Some research suggests probiotic supplementation may help manage digestive disorders like irritable bowel syndrome (IBS) and other digestive symptoms such as diarrhea, bloating, and constipation when used consistently for a minimum of 4-6 weeks (14,15).
But these studies acknowledge the limitations of their research because when you take the probiotic supplement, what type of probiotics, and your current diet and lifestyle can all impact the potential benefits of supplementation.
Another concern for probiotic supplementation is that the FDA doesn't monitor the manufacturing of probiotics, they only require the manufacturers to list the total weight of the microorganisms on the product. This can be misleading as the supplemental facts label can include a total mass that consists of both live and dead microorganisms.
Probiotics must be consumed alive to confer any of the potential health benefits, and they are not shelf-stable microorganisms, so finding a high-quality probiotic can be challenging.
At the end of the day, probiotic supplements can be helpful in supporting gut health but we still need further evidence to help us define how effective they are in individuals with specific medical conditions, and if and when they are safe.

= = = = = = =

Copy the passage above on probiotic supplements word for word, in full.

EXTRACTED DATA:
= = = = = = =

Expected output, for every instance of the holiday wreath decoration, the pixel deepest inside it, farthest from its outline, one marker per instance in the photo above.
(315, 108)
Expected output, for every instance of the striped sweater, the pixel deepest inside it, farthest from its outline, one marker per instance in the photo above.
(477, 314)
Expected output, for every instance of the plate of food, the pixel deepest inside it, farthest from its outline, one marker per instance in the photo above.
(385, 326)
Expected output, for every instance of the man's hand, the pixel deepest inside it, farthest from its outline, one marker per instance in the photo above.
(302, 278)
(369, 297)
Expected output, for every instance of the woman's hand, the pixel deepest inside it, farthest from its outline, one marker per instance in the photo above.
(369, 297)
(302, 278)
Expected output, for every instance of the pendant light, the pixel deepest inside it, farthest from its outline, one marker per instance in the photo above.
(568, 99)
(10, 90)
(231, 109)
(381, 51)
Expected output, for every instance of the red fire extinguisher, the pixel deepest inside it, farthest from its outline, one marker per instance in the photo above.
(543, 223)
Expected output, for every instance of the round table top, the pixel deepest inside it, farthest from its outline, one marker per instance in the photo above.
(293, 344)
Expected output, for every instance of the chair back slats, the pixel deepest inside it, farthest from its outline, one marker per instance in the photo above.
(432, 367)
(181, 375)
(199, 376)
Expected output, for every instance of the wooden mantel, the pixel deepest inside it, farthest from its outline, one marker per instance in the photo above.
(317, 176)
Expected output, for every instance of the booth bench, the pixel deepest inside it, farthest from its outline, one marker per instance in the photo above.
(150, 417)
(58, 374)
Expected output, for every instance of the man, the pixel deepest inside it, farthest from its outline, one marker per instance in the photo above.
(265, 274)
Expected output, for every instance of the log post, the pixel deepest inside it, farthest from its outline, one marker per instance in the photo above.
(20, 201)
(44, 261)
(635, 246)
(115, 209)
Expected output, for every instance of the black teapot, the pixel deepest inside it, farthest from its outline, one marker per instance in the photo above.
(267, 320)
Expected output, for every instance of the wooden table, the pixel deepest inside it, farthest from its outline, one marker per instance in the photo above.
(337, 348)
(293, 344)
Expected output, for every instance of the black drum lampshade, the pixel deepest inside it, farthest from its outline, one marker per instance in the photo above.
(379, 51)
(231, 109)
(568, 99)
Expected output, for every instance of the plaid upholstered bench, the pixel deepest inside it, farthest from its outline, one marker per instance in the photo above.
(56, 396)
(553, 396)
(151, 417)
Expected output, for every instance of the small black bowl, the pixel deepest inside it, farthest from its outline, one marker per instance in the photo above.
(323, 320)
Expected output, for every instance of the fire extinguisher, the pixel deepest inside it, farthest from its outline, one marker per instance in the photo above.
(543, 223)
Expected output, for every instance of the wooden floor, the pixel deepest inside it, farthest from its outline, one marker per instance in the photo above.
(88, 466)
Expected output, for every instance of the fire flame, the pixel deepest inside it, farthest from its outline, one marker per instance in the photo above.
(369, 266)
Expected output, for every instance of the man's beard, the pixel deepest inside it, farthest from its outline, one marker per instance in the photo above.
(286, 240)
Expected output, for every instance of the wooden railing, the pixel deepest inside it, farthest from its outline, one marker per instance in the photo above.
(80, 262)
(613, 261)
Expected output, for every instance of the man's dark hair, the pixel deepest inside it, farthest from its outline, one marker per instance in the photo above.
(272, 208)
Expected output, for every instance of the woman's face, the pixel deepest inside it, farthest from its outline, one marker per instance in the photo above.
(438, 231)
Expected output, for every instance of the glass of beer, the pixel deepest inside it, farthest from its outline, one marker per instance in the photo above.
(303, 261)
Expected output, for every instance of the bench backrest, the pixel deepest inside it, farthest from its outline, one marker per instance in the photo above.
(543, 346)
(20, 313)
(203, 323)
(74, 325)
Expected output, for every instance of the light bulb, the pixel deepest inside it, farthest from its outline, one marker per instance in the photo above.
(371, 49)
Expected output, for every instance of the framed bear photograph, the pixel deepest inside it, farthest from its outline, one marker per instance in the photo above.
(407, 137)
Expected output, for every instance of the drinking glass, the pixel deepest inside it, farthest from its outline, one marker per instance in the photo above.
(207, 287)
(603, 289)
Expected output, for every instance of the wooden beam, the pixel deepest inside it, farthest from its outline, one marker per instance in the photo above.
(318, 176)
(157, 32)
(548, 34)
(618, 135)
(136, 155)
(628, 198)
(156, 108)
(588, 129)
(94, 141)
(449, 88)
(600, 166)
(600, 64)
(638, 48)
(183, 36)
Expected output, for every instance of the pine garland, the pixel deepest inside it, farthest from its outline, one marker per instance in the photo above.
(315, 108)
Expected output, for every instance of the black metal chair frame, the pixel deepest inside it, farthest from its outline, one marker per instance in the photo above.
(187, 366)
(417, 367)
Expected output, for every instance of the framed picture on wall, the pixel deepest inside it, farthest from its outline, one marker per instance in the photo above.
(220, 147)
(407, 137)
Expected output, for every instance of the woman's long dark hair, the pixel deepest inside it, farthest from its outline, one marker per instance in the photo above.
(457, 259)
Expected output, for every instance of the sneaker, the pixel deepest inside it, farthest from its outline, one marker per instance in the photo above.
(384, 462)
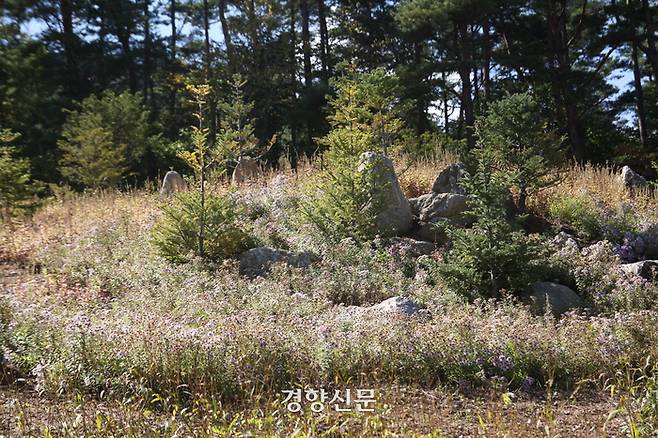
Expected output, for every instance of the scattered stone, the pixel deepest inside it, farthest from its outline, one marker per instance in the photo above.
(172, 183)
(434, 210)
(247, 168)
(400, 305)
(647, 269)
(432, 206)
(602, 250)
(448, 179)
(559, 298)
(533, 224)
(632, 179)
(405, 247)
(564, 241)
(395, 217)
(258, 261)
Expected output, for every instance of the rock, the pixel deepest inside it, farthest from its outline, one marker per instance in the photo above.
(647, 269)
(247, 168)
(172, 183)
(258, 261)
(405, 247)
(432, 206)
(448, 179)
(600, 251)
(533, 224)
(395, 217)
(433, 231)
(631, 179)
(559, 298)
(433, 210)
(400, 305)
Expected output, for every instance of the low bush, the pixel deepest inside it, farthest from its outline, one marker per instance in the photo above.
(493, 254)
(177, 238)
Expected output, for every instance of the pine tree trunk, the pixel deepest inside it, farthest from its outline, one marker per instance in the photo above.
(225, 31)
(464, 70)
(147, 86)
(306, 43)
(293, 80)
(173, 41)
(324, 40)
(487, 61)
(208, 72)
(562, 87)
(68, 41)
(639, 97)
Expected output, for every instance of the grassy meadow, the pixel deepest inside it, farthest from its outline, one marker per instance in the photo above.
(103, 337)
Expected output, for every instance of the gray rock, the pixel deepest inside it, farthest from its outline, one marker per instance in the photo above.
(559, 298)
(433, 206)
(258, 261)
(448, 179)
(647, 269)
(172, 183)
(405, 247)
(631, 179)
(247, 168)
(400, 305)
(600, 251)
(395, 217)
(565, 244)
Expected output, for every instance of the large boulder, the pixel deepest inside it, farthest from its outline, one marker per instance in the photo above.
(395, 217)
(258, 261)
(558, 298)
(448, 179)
(631, 179)
(647, 269)
(247, 168)
(433, 211)
(172, 183)
(398, 305)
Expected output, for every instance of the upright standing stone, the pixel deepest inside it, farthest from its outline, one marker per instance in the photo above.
(172, 183)
(246, 169)
(395, 216)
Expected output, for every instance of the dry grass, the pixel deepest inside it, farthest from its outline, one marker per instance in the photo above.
(600, 183)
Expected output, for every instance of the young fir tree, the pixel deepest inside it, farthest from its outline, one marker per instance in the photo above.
(200, 223)
(236, 130)
(17, 189)
(348, 196)
(493, 254)
(523, 143)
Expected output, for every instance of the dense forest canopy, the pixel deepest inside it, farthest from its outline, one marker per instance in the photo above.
(66, 67)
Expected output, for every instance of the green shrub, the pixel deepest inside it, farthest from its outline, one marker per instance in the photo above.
(589, 221)
(493, 254)
(17, 189)
(524, 143)
(347, 198)
(108, 138)
(579, 214)
(176, 235)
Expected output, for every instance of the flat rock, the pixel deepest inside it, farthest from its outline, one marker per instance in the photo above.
(647, 269)
(432, 206)
(405, 247)
(397, 304)
(559, 298)
(631, 179)
(448, 179)
(258, 261)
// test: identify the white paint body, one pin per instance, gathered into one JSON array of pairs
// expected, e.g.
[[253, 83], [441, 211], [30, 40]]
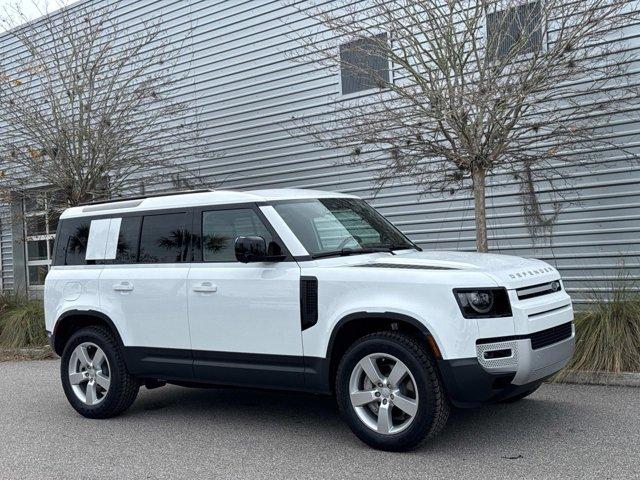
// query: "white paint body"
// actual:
[[254, 308]]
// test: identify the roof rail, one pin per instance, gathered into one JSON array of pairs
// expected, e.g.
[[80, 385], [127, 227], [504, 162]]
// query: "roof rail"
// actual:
[[143, 197]]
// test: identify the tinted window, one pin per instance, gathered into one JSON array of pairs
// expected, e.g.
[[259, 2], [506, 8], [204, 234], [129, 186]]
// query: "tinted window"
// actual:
[[72, 241], [164, 238], [220, 228], [334, 224], [128, 238]]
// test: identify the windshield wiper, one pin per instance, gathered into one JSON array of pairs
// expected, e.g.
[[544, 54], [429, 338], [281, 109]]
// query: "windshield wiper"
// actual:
[[351, 251]]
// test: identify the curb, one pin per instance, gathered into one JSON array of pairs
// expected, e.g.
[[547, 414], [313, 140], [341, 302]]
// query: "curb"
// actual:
[[624, 379], [32, 353]]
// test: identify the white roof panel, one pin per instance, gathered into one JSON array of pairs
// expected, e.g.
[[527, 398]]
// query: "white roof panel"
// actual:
[[214, 197]]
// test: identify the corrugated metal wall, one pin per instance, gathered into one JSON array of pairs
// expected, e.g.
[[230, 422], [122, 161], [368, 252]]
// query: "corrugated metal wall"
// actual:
[[251, 96]]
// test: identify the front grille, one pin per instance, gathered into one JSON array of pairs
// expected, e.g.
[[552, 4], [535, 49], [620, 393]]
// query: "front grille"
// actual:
[[550, 336], [538, 290]]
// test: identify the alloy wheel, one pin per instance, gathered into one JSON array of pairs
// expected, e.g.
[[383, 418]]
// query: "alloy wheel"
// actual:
[[89, 373], [383, 393]]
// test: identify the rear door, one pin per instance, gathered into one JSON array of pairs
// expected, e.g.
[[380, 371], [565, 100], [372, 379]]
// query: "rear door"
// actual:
[[145, 290], [244, 317]]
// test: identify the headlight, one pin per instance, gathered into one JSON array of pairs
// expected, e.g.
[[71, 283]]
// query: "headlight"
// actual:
[[483, 302]]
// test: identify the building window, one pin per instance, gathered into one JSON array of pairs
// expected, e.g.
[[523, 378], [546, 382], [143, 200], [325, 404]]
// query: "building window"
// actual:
[[515, 31], [361, 66], [40, 223]]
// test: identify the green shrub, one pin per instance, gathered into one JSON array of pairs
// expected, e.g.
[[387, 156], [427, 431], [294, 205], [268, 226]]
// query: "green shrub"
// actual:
[[21, 322], [608, 333]]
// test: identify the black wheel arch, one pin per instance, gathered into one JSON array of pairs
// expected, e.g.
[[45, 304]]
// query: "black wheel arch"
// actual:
[[356, 325], [73, 320]]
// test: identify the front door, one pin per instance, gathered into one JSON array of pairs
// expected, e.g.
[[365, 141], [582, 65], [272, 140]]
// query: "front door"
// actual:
[[244, 317]]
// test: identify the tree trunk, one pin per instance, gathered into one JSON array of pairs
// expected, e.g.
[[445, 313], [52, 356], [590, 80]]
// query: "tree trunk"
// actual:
[[479, 179]]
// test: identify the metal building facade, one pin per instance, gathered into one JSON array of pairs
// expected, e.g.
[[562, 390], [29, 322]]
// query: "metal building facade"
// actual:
[[250, 97]]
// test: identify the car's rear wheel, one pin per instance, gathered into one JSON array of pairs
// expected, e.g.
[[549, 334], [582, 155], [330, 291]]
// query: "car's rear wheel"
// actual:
[[389, 392], [94, 375]]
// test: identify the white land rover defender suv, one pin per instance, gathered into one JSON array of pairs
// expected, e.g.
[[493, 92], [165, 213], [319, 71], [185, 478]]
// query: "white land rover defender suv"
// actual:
[[297, 290]]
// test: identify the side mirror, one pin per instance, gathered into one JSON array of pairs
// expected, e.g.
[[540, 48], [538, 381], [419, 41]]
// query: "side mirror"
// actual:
[[251, 249]]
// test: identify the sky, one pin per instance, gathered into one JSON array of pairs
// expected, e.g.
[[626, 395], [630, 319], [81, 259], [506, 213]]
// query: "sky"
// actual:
[[30, 7]]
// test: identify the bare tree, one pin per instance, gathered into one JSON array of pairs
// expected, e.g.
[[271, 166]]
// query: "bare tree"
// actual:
[[467, 89], [94, 106]]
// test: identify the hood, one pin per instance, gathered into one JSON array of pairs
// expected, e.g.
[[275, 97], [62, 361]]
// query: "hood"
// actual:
[[508, 271]]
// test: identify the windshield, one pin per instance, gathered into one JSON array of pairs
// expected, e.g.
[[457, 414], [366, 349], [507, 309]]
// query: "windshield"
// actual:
[[340, 226]]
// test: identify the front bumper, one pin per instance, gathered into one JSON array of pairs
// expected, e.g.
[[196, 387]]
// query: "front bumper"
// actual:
[[520, 367]]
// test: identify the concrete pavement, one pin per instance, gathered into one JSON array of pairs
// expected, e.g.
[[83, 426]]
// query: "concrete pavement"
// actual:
[[562, 431]]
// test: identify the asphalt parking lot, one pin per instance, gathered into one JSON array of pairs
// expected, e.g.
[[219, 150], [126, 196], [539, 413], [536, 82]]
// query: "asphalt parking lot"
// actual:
[[562, 431]]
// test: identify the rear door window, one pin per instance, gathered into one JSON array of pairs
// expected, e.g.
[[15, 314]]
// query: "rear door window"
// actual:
[[128, 238], [164, 238]]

= = = = = = =

OUTPUT OF THE EXERCISE:
Some research suggests probiotic supplementation may help manage digestive disorders like irritable bowel syndrome (IBS) and other digestive symptoms such as diarrhea, bloating, and constipation when used consistently for a minimum of 4-6 weeks (14,15).
But these studies acknowledge the limitations of their research because when you take the probiotic supplement, what type of probiotics, and your current diet and lifestyle can all impact the potential benefits of supplementation.
Another concern for probiotic supplementation is that the FDA doesn't monitor the manufacturing of probiotics, they only require the manufacturers to list the total weight of the microorganisms on the product. This can be misleading as the supplemental facts label can include a total mass that consists of both live and dead microorganisms.
Probiotics must be consumed alive to confer any of the potential health benefits, and they are not shelf-stable microorganisms, so finding a high-quality probiotic can be challenging.
At the end of the day, probiotic supplements can be helpful in supporting gut health but we still need further evidence to help us define how effective they are in individuals with specific medical conditions, and if and when they are safe.